*Challenge 1:* Gather every line of the records below that contains the word "backsplash", matching case exactly, and copy each of those lines.

Traditionalist Education I: Discovery…of What?

TRADITIONALIST EDUCATION PART I: DISCOVERY…OF WHAT?

Underlying the standard teaching that goes on in most American schools are some fundamental philosophical assumptions about what it means to be a person and the nature of right and wrong.    Beginning in the early twentieth century, progressive educators, led by John Dewey, voiced a vision of humanity that resonated across
American culture.  They recognized that the modern era demanded a new understanding of humanity.  This was a question with ramifications beyond the rarified air of academic philosophy.  Progressive educators took these modern notions of the nature of humans and spelled out their meanings for classroom education.  In brief, modern philosophy recognized that ancient understandings of humanity no longer made sense.  In the traditional view, humans were essentially different from the rest of the animal and vegetable world.  They had a soul, a connection to a transcendent plane of being.  The modern view saw people as one example of life on earth.  One that had evolved into some highly specialized forms, to be sure, but not essentially different from other animals.  There were no transcendent truths out there somewhere; there were no ideal forms casting shadows down upon humanity.

*Coordinate annotation records:*
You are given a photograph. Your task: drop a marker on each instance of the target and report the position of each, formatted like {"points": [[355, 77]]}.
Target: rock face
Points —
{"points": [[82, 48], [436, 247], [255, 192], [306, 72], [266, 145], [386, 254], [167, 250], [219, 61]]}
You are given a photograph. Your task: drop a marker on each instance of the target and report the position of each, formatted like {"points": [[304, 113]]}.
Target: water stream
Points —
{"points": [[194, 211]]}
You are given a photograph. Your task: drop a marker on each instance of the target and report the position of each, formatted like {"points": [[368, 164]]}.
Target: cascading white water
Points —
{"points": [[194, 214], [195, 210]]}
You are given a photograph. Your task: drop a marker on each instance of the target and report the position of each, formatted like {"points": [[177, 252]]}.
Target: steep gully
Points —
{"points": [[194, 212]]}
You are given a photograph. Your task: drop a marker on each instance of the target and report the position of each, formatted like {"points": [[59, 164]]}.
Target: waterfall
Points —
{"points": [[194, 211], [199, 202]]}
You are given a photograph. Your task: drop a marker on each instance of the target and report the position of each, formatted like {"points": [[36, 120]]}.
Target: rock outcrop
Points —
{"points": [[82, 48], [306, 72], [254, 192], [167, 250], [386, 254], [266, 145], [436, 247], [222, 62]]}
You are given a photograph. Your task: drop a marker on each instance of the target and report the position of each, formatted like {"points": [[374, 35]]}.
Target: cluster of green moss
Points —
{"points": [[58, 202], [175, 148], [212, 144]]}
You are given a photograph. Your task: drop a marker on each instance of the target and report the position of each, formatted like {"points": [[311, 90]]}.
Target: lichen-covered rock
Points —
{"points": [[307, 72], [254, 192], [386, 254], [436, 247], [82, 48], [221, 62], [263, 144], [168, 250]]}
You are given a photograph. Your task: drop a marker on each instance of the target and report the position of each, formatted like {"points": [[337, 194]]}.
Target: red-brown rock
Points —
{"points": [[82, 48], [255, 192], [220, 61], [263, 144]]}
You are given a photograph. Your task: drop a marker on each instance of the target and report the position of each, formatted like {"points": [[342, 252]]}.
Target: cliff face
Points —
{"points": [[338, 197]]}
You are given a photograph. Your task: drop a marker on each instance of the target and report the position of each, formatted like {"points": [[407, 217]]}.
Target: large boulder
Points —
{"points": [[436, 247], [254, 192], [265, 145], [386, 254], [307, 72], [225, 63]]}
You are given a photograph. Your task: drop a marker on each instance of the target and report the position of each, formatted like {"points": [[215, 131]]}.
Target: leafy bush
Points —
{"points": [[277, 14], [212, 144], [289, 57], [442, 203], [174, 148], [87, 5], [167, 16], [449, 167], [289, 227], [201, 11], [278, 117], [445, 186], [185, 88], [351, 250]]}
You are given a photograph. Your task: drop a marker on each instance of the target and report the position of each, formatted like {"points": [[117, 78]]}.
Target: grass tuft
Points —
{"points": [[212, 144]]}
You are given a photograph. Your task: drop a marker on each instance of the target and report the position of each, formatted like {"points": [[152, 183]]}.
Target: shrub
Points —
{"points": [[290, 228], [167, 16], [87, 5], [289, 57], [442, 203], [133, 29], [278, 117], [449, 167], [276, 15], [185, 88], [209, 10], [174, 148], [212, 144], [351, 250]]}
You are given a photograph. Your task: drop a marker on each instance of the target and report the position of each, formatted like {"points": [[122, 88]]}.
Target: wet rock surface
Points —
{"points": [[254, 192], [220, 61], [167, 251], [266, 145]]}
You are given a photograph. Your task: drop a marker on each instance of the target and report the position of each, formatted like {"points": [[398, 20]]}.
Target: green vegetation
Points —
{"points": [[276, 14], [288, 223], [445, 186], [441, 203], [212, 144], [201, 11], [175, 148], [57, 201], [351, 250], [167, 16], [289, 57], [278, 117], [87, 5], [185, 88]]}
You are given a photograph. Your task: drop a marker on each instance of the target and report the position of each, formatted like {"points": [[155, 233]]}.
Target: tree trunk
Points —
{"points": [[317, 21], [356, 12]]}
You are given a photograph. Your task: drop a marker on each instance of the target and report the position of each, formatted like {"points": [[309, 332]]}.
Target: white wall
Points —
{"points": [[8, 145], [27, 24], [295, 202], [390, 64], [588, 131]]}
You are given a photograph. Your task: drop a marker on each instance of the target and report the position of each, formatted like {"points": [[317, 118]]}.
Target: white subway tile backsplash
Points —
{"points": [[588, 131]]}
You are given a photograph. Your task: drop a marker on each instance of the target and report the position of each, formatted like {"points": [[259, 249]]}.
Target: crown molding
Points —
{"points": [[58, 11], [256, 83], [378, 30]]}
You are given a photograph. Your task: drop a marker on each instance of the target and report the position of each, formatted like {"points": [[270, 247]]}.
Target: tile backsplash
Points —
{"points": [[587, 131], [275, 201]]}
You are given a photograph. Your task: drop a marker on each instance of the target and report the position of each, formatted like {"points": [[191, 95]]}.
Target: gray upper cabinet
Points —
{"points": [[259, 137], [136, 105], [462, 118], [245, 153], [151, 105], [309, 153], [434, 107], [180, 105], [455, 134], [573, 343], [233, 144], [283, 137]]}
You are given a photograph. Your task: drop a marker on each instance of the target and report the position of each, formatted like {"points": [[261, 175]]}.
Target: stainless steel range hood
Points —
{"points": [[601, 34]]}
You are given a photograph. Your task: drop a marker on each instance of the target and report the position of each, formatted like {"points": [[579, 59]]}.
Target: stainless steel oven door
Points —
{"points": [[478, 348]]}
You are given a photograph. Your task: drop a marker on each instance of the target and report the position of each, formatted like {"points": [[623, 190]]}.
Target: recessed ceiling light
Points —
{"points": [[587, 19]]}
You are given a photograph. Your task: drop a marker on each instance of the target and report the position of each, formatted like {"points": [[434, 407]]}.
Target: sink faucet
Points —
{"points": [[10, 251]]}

*Challenge 2:* Write the next part of the essay on traditionalist education above, starting after its final sentence.

*Task output 1:*
Target: white subway tile backsplash
Target: tile backsplash

*Task output 2:*
Rather, truths were generated by people, for people.  This did not mean that there were no values, no meaning to notions of right and wrong.  But it did introduce the modern intellectual dilemma: those values could no longer be left unquestioned; they could no longer simply be accepted as givens in a universe dedicated to unrelenting change.

Traditionalists invariably point to a document from 1933 to illustrate this pernicious philosophy.  Signed by John Dewey and an A list of other progressive personalities, the Humanist Manifesto  declared in stirring tones “The time has come for widespread recognition of the radical changes in religious beliefs throughout the modern world.  The time is past for mere revision of traditional attitudes.”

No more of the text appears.